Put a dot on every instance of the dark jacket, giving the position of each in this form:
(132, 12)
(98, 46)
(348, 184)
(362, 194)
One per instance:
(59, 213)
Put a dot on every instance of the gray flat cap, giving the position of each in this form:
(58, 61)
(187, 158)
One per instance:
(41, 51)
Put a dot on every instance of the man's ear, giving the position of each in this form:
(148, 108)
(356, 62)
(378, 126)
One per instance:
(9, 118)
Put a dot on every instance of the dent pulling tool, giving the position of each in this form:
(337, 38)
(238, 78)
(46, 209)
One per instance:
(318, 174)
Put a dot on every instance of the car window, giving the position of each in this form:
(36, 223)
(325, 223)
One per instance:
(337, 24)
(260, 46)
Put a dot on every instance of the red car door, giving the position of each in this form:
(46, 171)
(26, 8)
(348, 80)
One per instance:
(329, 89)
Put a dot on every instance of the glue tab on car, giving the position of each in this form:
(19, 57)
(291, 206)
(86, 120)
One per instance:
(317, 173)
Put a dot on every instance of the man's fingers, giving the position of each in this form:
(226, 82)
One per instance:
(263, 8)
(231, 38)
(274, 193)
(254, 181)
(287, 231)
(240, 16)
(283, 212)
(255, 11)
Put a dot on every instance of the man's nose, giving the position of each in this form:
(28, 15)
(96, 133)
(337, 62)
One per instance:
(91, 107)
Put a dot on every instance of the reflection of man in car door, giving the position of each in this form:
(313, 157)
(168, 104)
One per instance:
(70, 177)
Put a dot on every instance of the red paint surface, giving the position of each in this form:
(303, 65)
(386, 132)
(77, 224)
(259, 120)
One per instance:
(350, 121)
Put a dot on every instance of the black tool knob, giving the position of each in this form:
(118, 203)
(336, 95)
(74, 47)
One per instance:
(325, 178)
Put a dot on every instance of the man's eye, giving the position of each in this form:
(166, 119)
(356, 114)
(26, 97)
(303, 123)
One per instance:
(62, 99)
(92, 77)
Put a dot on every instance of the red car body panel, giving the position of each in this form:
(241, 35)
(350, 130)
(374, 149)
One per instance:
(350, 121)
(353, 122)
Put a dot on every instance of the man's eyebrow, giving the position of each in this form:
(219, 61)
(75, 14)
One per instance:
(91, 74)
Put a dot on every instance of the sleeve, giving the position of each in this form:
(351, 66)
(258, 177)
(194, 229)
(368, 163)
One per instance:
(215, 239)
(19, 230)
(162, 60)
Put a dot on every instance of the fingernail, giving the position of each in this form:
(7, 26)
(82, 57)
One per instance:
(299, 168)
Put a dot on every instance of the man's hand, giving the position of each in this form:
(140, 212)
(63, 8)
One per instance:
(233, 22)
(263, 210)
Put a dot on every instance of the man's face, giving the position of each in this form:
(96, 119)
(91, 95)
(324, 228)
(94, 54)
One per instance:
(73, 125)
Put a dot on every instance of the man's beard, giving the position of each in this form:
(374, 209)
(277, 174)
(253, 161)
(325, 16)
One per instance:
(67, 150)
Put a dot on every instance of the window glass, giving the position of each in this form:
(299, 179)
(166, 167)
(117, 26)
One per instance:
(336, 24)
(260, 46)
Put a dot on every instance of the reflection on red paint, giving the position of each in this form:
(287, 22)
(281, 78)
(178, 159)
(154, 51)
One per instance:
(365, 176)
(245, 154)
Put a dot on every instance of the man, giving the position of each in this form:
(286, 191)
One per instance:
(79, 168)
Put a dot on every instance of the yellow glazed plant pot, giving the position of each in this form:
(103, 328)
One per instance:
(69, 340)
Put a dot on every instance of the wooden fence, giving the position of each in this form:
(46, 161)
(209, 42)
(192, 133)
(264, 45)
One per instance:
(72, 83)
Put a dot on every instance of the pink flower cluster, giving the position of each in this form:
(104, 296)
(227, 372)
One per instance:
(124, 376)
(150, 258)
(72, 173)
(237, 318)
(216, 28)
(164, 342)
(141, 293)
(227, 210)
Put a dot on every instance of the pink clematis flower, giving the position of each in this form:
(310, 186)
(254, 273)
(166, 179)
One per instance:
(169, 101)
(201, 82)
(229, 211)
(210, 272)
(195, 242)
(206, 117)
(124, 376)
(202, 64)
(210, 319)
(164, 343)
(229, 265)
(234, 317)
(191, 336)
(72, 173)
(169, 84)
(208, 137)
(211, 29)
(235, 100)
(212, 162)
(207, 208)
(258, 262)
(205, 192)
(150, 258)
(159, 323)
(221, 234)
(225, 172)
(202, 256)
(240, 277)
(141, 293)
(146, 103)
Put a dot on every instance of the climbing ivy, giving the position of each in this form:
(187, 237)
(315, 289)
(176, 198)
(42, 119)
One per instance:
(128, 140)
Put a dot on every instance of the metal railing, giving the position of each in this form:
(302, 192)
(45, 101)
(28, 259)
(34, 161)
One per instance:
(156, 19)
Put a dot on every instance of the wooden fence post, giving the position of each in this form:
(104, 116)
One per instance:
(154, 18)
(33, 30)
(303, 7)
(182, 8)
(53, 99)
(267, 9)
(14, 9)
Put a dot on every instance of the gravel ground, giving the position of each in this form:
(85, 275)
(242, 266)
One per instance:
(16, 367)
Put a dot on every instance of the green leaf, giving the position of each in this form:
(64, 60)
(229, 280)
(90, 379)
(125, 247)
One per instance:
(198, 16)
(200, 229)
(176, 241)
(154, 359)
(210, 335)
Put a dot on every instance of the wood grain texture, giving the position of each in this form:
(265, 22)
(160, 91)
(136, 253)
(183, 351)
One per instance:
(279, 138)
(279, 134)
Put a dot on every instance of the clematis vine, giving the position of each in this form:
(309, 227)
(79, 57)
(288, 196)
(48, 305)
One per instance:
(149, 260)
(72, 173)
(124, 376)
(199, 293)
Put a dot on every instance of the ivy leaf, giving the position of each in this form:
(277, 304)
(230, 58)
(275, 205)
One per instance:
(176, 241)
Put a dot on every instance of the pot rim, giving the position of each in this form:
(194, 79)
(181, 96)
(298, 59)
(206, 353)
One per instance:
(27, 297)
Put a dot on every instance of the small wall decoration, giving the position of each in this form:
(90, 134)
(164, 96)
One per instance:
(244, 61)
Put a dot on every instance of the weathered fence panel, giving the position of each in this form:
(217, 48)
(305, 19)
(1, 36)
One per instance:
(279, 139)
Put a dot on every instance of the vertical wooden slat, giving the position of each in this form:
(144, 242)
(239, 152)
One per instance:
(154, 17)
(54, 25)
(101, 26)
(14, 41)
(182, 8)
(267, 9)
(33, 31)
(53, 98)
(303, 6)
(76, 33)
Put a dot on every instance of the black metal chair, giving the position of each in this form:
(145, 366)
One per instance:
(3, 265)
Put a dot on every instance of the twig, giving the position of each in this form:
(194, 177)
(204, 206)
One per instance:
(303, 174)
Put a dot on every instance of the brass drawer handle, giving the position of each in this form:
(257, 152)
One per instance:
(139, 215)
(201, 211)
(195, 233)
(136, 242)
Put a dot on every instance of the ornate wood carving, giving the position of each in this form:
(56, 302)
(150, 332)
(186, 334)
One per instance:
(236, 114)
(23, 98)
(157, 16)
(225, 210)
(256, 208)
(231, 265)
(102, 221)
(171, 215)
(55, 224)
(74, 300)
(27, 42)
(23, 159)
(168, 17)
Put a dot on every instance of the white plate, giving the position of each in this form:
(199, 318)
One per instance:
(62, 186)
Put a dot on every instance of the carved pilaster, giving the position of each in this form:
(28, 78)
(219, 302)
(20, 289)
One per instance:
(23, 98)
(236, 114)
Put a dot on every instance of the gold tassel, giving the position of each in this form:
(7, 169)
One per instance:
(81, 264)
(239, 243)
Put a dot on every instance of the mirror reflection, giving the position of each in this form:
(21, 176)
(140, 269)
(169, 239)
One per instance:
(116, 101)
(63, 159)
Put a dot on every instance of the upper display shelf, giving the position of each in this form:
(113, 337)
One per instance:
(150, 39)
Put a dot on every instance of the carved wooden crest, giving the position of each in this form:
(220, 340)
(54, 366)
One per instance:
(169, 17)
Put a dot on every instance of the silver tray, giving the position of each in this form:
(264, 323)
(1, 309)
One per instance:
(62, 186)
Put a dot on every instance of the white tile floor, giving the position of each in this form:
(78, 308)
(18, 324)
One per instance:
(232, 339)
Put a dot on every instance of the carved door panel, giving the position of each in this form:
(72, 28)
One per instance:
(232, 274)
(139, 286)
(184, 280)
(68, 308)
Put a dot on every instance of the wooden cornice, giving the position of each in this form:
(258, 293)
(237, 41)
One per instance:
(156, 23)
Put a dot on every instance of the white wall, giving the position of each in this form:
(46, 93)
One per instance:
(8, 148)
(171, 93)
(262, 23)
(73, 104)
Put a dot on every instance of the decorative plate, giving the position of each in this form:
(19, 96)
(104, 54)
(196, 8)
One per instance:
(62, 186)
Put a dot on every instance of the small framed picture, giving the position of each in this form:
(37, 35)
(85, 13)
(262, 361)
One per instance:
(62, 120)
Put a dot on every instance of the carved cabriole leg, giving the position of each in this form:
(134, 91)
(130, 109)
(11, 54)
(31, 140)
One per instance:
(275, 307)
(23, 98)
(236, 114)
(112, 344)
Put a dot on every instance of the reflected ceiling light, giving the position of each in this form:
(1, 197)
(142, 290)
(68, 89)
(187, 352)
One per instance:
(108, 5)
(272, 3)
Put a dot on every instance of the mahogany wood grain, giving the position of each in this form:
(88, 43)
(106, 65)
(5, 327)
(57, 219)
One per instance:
..........
Above are the records; from them, give again exactly the lines from the one containing "Put a dot on every instance of the gold" to the one containing "Put a dot on every instance of the carved wooden", both lines included, and nothing more.

Put a dot on every instance of the gold tassel, giving the position of each in this form:
(7, 169)
One per instance:
(81, 264)
(239, 243)
Put a dot on every instance of the mirror reflection, giving the position of each in this form:
(21, 176)
(140, 269)
(169, 239)
One per instance:
(116, 101)
(63, 159)
Put a dot on every instance of the upper display shelf, giving the position of each in this form:
(113, 337)
One per instance:
(150, 39)
Put a dot on every instance of the carved wooden crest, giving the position of each in this form:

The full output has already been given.